• **Exercise brief**: The answer must consist of every line below that holds the word "bird".

Natural language region descriptions

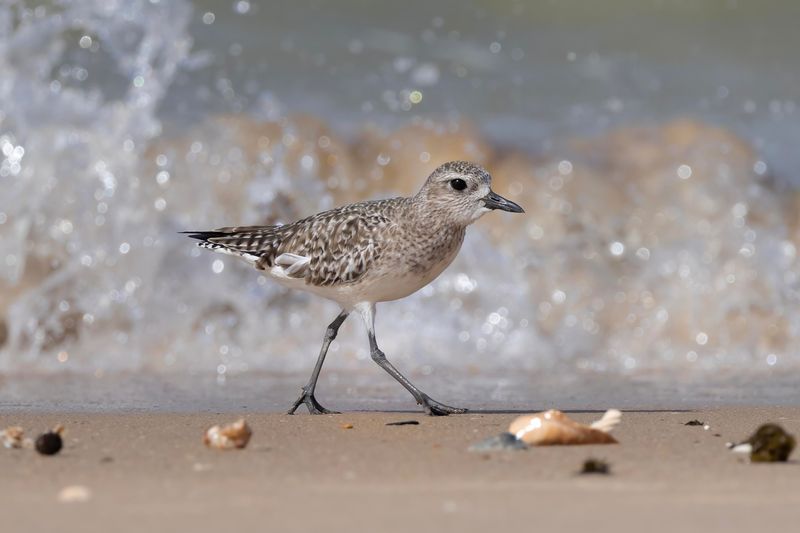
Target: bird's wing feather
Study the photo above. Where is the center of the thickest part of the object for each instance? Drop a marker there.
(340, 245)
(331, 248)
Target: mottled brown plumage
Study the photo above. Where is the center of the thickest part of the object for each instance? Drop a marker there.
(369, 252)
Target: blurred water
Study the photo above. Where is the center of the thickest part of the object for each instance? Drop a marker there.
(651, 242)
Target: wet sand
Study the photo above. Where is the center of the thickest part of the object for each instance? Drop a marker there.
(150, 471)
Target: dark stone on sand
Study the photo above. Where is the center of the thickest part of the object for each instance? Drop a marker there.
(503, 441)
(771, 443)
(49, 443)
(403, 423)
(595, 466)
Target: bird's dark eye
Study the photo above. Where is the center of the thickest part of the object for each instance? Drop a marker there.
(458, 184)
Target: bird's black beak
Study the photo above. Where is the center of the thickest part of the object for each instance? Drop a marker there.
(495, 201)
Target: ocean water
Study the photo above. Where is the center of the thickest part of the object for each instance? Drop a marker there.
(653, 146)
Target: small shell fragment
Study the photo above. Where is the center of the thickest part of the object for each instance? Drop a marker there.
(554, 427)
(12, 437)
(235, 435)
(75, 494)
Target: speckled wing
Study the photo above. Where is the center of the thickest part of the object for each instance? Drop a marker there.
(257, 244)
(328, 249)
(341, 244)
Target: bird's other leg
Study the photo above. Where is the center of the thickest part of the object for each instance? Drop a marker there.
(431, 406)
(307, 396)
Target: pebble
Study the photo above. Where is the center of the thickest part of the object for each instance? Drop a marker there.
(503, 441)
(75, 494)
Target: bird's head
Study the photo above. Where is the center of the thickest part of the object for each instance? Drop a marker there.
(461, 191)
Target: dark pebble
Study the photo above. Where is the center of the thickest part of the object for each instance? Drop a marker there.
(771, 444)
(595, 466)
(49, 443)
(503, 441)
(403, 423)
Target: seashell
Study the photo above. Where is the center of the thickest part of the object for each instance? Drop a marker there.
(75, 494)
(769, 444)
(235, 435)
(554, 427)
(12, 437)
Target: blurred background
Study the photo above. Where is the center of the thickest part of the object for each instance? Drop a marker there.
(653, 145)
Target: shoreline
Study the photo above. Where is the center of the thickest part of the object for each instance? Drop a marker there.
(302, 472)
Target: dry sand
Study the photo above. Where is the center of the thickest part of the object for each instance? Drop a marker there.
(150, 472)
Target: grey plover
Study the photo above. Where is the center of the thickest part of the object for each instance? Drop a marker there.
(368, 252)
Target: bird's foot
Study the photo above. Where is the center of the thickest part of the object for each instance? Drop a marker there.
(434, 408)
(312, 404)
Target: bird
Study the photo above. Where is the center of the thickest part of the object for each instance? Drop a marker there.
(368, 252)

• **Solution**:
Target: bird's wing feather
Target: bird's dark eye
Target: bird's black beak
Target: bird's other leg
Target: bird's head
Target: bird's foot
Target: bird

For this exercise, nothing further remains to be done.